START RECORDS FOR THE TASK

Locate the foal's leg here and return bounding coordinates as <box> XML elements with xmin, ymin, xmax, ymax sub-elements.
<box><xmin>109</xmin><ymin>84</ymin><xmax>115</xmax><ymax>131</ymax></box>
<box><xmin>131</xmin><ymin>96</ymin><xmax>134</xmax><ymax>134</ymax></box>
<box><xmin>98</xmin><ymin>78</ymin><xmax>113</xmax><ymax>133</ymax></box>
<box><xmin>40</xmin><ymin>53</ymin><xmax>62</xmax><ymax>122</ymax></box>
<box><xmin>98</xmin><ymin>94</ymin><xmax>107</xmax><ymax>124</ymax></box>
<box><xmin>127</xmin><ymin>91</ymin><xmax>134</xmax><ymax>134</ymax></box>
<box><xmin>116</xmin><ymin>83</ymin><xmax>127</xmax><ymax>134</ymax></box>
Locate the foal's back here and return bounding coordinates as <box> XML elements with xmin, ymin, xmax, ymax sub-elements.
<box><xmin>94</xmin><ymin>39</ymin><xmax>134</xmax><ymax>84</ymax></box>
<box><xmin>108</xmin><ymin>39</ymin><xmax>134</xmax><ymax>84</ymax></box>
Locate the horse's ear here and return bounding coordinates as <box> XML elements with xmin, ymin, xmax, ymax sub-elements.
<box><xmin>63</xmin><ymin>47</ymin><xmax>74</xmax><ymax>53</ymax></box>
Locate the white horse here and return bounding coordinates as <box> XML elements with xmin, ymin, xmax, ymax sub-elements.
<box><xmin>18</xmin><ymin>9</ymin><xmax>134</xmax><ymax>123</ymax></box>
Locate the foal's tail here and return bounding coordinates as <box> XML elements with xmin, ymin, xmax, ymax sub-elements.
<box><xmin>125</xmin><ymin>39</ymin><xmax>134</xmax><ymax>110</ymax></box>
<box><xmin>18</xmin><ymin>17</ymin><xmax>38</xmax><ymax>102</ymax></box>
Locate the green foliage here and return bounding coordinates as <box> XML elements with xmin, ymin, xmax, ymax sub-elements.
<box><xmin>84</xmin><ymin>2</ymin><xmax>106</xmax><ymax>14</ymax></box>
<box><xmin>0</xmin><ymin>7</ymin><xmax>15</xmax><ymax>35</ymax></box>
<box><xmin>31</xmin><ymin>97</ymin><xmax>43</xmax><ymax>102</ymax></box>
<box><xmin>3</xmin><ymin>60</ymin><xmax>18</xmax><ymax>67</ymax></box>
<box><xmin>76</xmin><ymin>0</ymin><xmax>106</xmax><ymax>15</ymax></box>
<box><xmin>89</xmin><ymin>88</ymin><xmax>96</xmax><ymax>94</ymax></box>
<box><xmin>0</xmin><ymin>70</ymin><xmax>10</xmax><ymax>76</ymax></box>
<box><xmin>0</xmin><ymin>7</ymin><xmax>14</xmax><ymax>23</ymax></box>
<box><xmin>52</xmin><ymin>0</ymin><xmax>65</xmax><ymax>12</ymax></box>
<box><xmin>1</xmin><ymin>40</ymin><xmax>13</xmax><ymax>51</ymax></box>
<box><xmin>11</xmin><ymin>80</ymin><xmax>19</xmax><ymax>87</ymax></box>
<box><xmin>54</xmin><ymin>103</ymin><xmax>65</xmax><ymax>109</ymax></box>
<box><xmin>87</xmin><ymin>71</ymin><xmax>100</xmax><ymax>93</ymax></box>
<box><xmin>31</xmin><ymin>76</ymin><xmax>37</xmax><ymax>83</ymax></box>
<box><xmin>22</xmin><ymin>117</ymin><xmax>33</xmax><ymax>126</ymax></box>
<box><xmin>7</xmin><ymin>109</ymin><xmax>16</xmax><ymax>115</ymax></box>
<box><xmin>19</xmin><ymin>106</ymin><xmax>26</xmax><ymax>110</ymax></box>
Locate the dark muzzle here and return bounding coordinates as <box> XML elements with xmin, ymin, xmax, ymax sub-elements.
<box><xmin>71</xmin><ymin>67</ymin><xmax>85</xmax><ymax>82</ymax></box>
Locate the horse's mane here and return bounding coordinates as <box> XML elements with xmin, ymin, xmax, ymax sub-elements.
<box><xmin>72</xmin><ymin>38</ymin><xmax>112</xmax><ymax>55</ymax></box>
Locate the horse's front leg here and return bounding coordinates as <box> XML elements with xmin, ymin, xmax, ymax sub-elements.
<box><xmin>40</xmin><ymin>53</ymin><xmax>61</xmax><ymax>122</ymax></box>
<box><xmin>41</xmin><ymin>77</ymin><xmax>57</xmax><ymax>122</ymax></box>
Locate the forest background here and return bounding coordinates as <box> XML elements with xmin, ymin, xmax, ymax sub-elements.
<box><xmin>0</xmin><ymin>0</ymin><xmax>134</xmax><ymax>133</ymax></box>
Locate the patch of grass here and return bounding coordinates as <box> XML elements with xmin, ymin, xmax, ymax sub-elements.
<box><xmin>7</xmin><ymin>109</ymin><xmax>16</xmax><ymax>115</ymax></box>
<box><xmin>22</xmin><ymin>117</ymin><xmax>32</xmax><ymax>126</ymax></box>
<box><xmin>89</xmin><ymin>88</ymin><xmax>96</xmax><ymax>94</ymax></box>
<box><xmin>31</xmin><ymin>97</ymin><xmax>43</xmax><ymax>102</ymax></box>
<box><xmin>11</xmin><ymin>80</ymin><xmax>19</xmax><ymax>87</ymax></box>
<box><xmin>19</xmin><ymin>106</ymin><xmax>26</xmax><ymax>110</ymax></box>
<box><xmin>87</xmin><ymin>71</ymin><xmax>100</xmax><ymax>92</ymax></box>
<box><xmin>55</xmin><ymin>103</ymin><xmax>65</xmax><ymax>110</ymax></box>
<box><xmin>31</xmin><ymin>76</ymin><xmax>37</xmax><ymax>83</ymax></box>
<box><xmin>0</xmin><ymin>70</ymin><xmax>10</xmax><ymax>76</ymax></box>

END RECORDS FOR THE TASK

**PROBLEM STATEMENT**. For this exercise, transcribe all the records exactly.

**ANSWER BELOW**.
Locate the foal's leg here and return bounding coordinates as <box> XML elements with xmin, ymin, xmax, ymax sub-elements.
<box><xmin>109</xmin><ymin>84</ymin><xmax>115</xmax><ymax>131</ymax></box>
<box><xmin>131</xmin><ymin>96</ymin><xmax>134</xmax><ymax>134</ymax></box>
<box><xmin>98</xmin><ymin>78</ymin><xmax>113</xmax><ymax>133</ymax></box>
<box><xmin>40</xmin><ymin>53</ymin><xmax>62</xmax><ymax>122</ymax></box>
<box><xmin>98</xmin><ymin>94</ymin><xmax>107</xmax><ymax>124</ymax></box>
<box><xmin>127</xmin><ymin>91</ymin><xmax>134</xmax><ymax>134</ymax></box>
<box><xmin>116</xmin><ymin>83</ymin><xmax>127</xmax><ymax>134</ymax></box>
Locate the foal's back here and return bounding coordinates as <box> XML elements with xmin, ymin, xmax, ymax sub-elements.
<box><xmin>94</xmin><ymin>39</ymin><xmax>134</xmax><ymax>84</ymax></box>
<box><xmin>108</xmin><ymin>39</ymin><xmax>134</xmax><ymax>84</ymax></box>
Locate the horse's ear here and return bounding coordinates as <box> XML elements with xmin, ymin, xmax, ymax sub-elements.
<box><xmin>63</xmin><ymin>47</ymin><xmax>74</xmax><ymax>53</ymax></box>
Locate the white horse here and return bounding coordinates as <box> XML elements with xmin, ymin, xmax, ymax sub-elements.
<box><xmin>18</xmin><ymin>9</ymin><xmax>134</xmax><ymax>123</ymax></box>
Locate the foal's tail here and return bounding coordinates as <box> XML elements with xmin, ymin, xmax, ymax sub-elements.
<box><xmin>125</xmin><ymin>39</ymin><xmax>134</xmax><ymax>110</ymax></box>
<box><xmin>18</xmin><ymin>17</ymin><xmax>38</xmax><ymax>102</ymax></box>
Locate the green foliage here and return bounding coordinates as <box> XML elements with xmin, ymin, xmax, ymax sub-elements.
<box><xmin>84</xmin><ymin>2</ymin><xmax>106</xmax><ymax>14</ymax></box>
<box><xmin>0</xmin><ymin>7</ymin><xmax>15</xmax><ymax>35</ymax></box>
<box><xmin>31</xmin><ymin>97</ymin><xmax>43</xmax><ymax>102</ymax></box>
<box><xmin>3</xmin><ymin>60</ymin><xmax>18</xmax><ymax>67</ymax></box>
<box><xmin>76</xmin><ymin>0</ymin><xmax>106</xmax><ymax>15</ymax></box>
<box><xmin>89</xmin><ymin>88</ymin><xmax>96</xmax><ymax>94</ymax></box>
<box><xmin>0</xmin><ymin>70</ymin><xmax>10</xmax><ymax>76</ymax></box>
<box><xmin>0</xmin><ymin>7</ymin><xmax>14</xmax><ymax>23</ymax></box>
<box><xmin>52</xmin><ymin>0</ymin><xmax>65</xmax><ymax>12</ymax></box>
<box><xmin>1</xmin><ymin>40</ymin><xmax>13</xmax><ymax>51</ymax></box>
<box><xmin>11</xmin><ymin>80</ymin><xmax>19</xmax><ymax>87</ymax></box>
<box><xmin>54</xmin><ymin>103</ymin><xmax>65</xmax><ymax>109</ymax></box>
<box><xmin>87</xmin><ymin>71</ymin><xmax>100</xmax><ymax>93</ymax></box>
<box><xmin>31</xmin><ymin>76</ymin><xmax>37</xmax><ymax>83</ymax></box>
<box><xmin>22</xmin><ymin>117</ymin><xmax>33</xmax><ymax>126</ymax></box>
<box><xmin>7</xmin><ymin>109</ymin><xmax>16</xmax><ymax>115</ymax></box>
<box><xmin>19</xmin><ymin>106</ymin><xmax>26</xmax><ymax>110</ymax></box>
Locate the dark muzzle here and return bounding coordinates as <box> XML elements with xmin, ymin, xmax, ymax sub-elements.
<box><xmin>71</xmin><ymin>67</ymin><xmax>85</xmax><ymax>82</ymax></box>
Locate the horse's mane here and return bounding coordinates as <box> XML elements with xmin, ymin, xmax, ymax sub-elements.
<box><xmin>72</xmin><ymin>38</ymin><xmax>112</xmax><ymax>55</ymax></box>
Locate the horse's front leg here and return bounding coordinates as <box> XML elements with xmin, ymin, xmax, ymax sub-elements.
<box><xmin>40</xmin><ymin>53</ymin><xmax>61</xmax><ymax>122</ymax></box>
<box><xmin>41</xmin><ymin>77</ymin><xmax>57</xmax><ymax>122</ymax></box>
Locate the forest background here and return bounding coordinates as <box> XML elements with xmin, ymin, xmax, ymax sub-elements.
<box><xmin>0</xmin><ymin>0</ymin><xmax>134</xmax><ymax>133</ymax></box>
Locate the patch of grass here and return bounding coordinates as <box> XML elements with xmin, ymin, xmax, ymax sub-elements.
<box><xmin>7</xmin><ymin>109</ymin><xmax>16</xmax><ymax>115</ymax></box>
<box><xmin>22</xmin><ymin>117</ymin><xmax>32</xmax><ymax>126</ymax></box>
<box><xmin>89</xmin><ymin>88</ymin><xmax>96</xmax><ymax>94</ymax></box>
<box><xmin>31</xmin><ymin>97</ymin><xmax>43</xmax><ymax>102</ymax></box>
<box><xmin>11</xmin><ymin>80</ymin><xmax>19</xmax><ymax>87</ymax></box>
<box><xmin>19</xmin><ymin>106</ymin><xmax>26</xmax><ymax>110</ymax></box>
<box><xmin>87</xmin><ymin>71</ymin><xmax>100</xmax><ymax>92</ymax></box>
<box><xmin>55</xmin><ymin>103</ymin><xmax>65</xmax><ymax>110</ymax></box>
<box><xmin>31</xmin><ymin>76</ymin><xmax>37</xmax><ymax>83</ymax></box>
<box><xmin>0</xmin><ymin>70</ymin><xmax>10</xmax><ymax>76</ymax></box>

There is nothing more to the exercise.